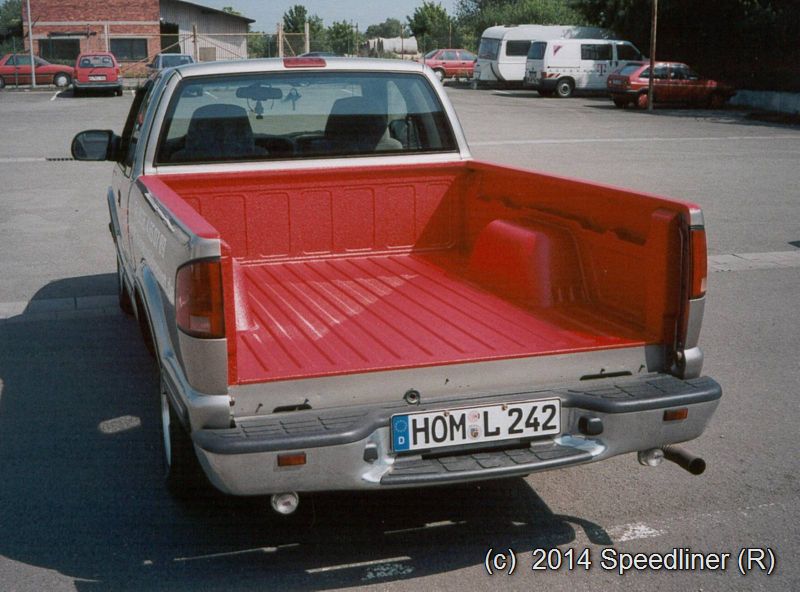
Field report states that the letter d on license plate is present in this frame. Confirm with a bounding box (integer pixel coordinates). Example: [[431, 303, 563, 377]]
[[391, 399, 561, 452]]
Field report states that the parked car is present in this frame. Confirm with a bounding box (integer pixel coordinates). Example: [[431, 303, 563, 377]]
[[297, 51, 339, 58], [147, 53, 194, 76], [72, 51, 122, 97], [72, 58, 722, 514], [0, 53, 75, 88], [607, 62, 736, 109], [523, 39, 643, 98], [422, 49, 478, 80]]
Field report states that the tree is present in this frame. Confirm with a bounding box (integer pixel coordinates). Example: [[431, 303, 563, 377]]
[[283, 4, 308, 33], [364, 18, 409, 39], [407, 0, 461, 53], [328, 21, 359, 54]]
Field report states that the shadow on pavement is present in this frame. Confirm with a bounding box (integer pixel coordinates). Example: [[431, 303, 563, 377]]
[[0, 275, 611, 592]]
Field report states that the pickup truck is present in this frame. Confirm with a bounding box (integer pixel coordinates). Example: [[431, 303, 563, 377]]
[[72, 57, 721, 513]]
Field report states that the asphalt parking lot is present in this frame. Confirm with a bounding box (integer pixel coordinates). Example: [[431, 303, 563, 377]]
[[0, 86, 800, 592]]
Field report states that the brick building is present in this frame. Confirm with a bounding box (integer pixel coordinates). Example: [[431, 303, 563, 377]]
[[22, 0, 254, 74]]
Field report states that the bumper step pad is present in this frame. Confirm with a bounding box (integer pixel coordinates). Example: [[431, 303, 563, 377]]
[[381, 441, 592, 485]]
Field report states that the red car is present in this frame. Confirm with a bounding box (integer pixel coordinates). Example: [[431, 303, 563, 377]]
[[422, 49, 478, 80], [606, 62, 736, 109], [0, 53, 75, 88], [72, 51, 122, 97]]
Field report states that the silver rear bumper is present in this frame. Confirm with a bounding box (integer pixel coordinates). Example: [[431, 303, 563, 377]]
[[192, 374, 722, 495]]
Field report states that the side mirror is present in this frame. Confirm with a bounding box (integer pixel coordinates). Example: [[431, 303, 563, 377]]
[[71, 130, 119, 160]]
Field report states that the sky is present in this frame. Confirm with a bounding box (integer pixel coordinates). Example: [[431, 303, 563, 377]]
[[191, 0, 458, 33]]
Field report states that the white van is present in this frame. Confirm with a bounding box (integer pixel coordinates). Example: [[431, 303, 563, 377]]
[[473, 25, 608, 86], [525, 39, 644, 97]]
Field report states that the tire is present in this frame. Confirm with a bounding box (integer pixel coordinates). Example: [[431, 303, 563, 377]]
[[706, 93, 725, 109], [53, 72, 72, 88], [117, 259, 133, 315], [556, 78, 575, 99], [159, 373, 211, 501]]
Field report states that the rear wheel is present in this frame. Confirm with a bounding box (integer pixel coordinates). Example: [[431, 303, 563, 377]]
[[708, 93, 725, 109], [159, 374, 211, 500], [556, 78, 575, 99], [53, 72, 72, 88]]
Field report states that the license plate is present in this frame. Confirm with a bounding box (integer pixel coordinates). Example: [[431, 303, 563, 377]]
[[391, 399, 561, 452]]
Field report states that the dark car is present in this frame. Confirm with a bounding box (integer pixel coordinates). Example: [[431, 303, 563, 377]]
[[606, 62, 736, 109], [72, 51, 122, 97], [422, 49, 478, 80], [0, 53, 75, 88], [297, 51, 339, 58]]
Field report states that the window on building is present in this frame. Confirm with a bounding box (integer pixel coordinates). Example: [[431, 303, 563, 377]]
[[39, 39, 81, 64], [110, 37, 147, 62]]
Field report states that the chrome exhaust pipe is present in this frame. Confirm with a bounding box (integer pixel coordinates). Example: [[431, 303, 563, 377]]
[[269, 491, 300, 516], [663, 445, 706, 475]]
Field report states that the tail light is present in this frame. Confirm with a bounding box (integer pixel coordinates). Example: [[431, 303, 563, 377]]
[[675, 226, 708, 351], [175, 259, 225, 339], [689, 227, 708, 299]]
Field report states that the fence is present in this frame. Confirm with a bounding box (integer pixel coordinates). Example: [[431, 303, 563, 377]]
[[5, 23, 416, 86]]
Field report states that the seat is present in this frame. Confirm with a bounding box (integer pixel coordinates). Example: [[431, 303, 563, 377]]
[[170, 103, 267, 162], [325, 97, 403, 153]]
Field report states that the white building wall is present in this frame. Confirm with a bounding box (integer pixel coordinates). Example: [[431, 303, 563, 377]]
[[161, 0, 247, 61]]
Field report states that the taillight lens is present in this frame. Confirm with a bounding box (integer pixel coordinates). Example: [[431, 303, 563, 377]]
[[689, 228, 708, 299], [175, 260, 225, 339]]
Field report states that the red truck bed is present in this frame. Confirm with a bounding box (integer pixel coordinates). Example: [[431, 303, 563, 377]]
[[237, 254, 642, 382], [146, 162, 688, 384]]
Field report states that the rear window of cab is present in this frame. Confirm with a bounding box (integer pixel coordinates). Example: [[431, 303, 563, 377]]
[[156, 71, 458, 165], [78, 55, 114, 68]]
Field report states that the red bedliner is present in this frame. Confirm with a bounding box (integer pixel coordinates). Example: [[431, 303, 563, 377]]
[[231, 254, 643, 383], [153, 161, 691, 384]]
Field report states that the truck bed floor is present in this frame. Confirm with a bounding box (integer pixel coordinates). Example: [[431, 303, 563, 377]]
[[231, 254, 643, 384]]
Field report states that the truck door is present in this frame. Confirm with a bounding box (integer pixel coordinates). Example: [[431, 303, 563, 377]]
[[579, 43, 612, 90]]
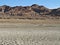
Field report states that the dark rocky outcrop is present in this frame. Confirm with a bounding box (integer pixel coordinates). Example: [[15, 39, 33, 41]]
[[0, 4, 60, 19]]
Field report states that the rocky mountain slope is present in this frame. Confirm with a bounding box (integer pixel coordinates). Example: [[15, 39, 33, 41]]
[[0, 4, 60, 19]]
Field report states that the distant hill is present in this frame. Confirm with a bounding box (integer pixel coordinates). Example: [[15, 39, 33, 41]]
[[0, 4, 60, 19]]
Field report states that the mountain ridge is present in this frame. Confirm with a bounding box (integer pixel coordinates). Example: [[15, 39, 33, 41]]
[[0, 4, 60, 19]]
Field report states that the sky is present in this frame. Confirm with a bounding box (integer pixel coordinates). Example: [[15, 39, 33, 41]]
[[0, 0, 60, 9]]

- _REQUIREMENT_:
Rewrite the records from the line containing "Field report states that the red bedliner" through the end of the records, requests included, shifting every bounding-box coordinate in the answers up by 145 and leaving the coordinates in the requests and their samples unchanged. Leave the pictures out.

- _SOLUTION_:
Field report states that the red bedliner is present in this frame. Confirm with a bounding box (integer pixel coordinates). Example: [[431, 303, 563, 377]]
[[376, 399, 788, 528], [298, 306, 836, 529]]
Field report states that the truck bed floor is present in this frame. Confirm with a bounding box (integer pixel coordinates). Example: [[431, 303, 563, 377]]
[[376, 399, 788, 529]]
Field report states that the truck door is present in this frame. Confirm with a bounding box (integer pixel coordinates). Example: [[431, 303, 563, 377]]
[[724, 188, 757, 235]]
Field report states that the dark rocky outcrop is present in this frame. Confirm with a bounding box (integer pixel coordinates). Example: [[15, 39, 33, 41]]
[[145, 149, 205, 164]]
Field report states that the rocky mountain slope is present in this frame. Confirm with a bounding box (integer pixel coordinates). Example: [[15, 39, 33, 41]]
[[145, 149, 205, 164]]
Field report states that the distant hill is present in this frame. Confirm with a bounding box (integer pixel coordinates). Example: [[15, 39, 33, 41]]
[[145, 149, 205, 164]]
Field report states that the mountain ridge is present in this frame. Confirm with a bounding box (integer pixel coordinates). Example: [[15, 39, 33, 41]]
[[145, 149, 205, 164]]
Field report states that the sky is present in this frame. Confirm with a bounding box (integer pixel coordinates). Example: [[15, 39, 33, 41]]
[[145, 145, 205, 154]]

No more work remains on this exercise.